## What you have to do
From the text on Poland's entry into the euro zone, extract word for word the passage starting with "The answer was" and going on through "against the euro.".

## Page
━━━━━━

The authors of the interpellation on Poland’s entry into the euro zone are members of the Law and Justice Parliamentary Club. Parliamentarians asked, among others: whether and possibly when the government plans Poland’s entry into the euro zone and whether the Ministry of Finance has analyzed the risks related to the adoption of the common currency.

The answer was provided by Deputy Minister of Finance Jurand Drop.

Deputy Minister of Finance about the euro in Poland

The deputy head of the Ministry of Finance pointed out that as a member state of the European Union, “Poland is obliged to adopt the common currency after meeting the convergence criteria resulting from the Maastricht Treaty.” The so-called convergence criteria are requirements that countries should meet before entering the euro zone. They concern: inflation, public deficit and debt, interest rates and fluctuations in the exchange rate of the national currency against the euro.

Drop emphasized that the Ministry of Finance monitors the level of fulfillment of the convergence criteria. “Current estimates of nominal convergence indicate that the following criteria remain unfulfilled: price stability, interest rates and exchange rate stability (due to the fact that the zloty has not been included in the ERM II mechanism),” explained the deputy minister.

━━━━━━

## Information shown
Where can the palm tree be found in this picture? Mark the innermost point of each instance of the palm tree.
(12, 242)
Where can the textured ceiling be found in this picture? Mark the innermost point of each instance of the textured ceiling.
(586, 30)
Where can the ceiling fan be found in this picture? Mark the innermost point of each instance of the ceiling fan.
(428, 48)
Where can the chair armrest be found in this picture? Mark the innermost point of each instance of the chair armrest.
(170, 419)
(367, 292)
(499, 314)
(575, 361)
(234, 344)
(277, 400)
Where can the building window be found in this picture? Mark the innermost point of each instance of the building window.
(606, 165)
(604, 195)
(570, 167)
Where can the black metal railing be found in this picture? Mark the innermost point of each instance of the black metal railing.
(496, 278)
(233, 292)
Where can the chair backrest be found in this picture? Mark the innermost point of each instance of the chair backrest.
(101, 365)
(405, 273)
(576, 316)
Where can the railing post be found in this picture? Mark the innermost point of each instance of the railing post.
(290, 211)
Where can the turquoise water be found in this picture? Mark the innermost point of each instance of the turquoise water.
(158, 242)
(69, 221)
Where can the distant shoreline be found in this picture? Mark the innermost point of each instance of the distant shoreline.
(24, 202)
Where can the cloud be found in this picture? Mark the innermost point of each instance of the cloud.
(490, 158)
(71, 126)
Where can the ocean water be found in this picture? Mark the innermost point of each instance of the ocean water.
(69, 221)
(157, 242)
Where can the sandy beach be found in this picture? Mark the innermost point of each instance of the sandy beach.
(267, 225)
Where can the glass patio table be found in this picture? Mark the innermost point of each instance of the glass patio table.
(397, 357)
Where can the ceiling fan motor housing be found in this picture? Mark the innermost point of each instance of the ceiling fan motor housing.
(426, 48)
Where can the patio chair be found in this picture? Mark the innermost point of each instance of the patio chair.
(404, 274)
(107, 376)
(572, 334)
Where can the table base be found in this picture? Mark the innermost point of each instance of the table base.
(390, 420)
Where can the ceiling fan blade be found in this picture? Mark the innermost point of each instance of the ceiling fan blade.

━━━━━━

## Completed task
The answer was provided by Deputy Minister of Finance Jurand Drop.

Deputy Minister of Finance about the euro in Poland

The deputy head of the Ministry of Finance pointed out that as a member state of the European Union, “Poland is obliged to adopt the common currency after meeting the convergence criteria resulting from the Maastricht Treaty.” The so-called convergence criteria are requirements that countries should meet before entering the euro zone. They concern: inflation, public deficit and debt, interest rates and fluctuations in the exchange rate of the national currency against the euro.